## Consigna 1
Según la fuente, ¿qué noticia sobre Corea del Norte les daba el reportero a los transeúntes?
## Consigna 2
Por favor, resume en menos palabras el párrafo de la fuente que empieza con "Recientemente, en su programa televisivo nocturno", conservando sus datos principales.

## Fuente
━━━━━━━━━━━━━━━━━━━━

OPINIÓN PÚBLICA
Recientemente, en su programa televisivo nocturno, al
humorista Jimmy Fallon se le ocurrió una broma sumamente aleccionadora e
inquietante. Consistía en enviar a la calle a un reportero con
un micrófono que, en un tono exultante, se acercaba a los transeúntes,
informándoles de que Corea del Norte acababa de realizar una prueba
atómica e invitándoles a que celebrasen tal éxito, como si
celebrasen el descubrimiento de la penicilina. Y, en efecto, muchos
panolis abordados en la calle, ante las muestras de júbilo del
reportero, se sumaban como zombis risueños a la celebración y mostraban
su dicha ante el acontecimiento.

━━━━━━━━━━━━━━━━━━━━

## Extractos de datos

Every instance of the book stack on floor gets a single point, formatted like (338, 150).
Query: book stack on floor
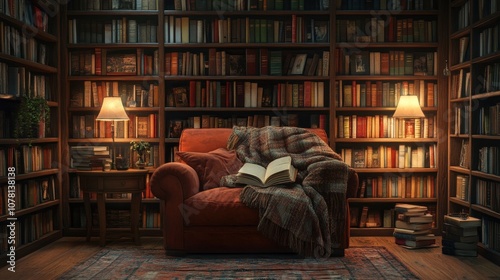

━━━━━━━━━━━━━━━━━━━━

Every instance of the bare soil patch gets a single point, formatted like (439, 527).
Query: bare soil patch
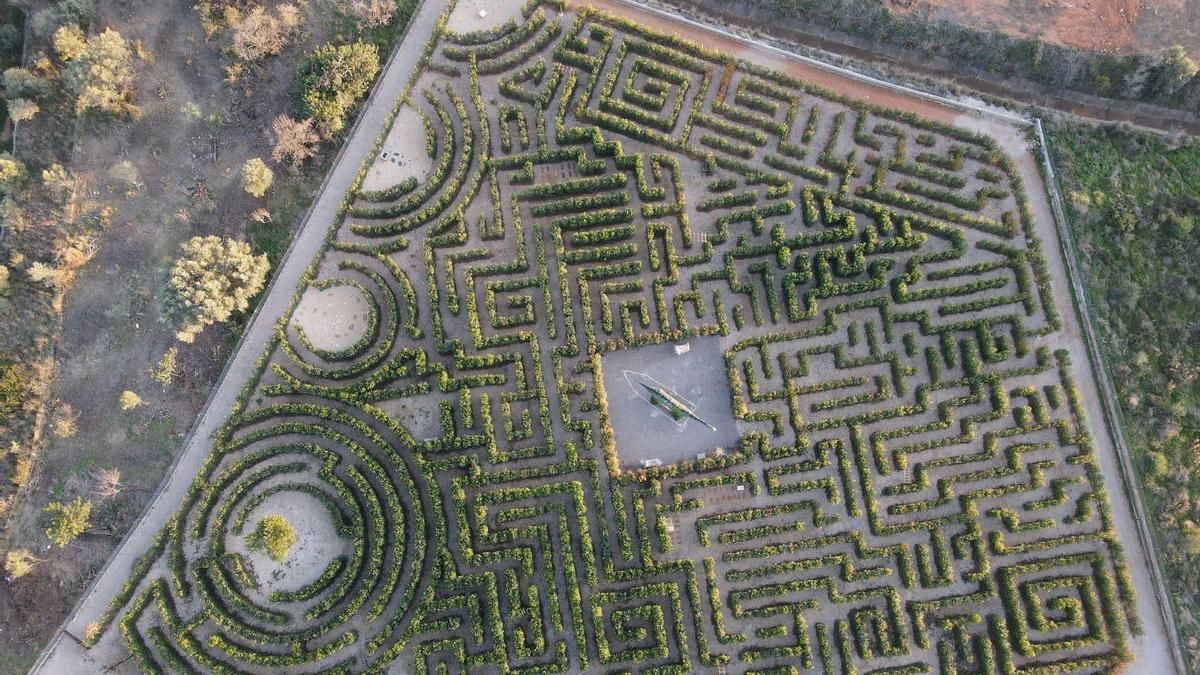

━━━━━━━━━━━━━━━━━━━━

## Resultado 1
Que Corea del Norte acababa de realizar una prueba atómica.

## Resultado 2
En su programa nocturno, el humorista Jimmy Fallon mandó a la calle a un reportero que, muy eufórico, anunciaba a los transeúntes una prueba atómica de Corea del Norte y los invitaba a celebrarla como un gran logro. Muchos de los abordados se contagiaron de su entusiasmo y se sumaron alegremente a la celebración.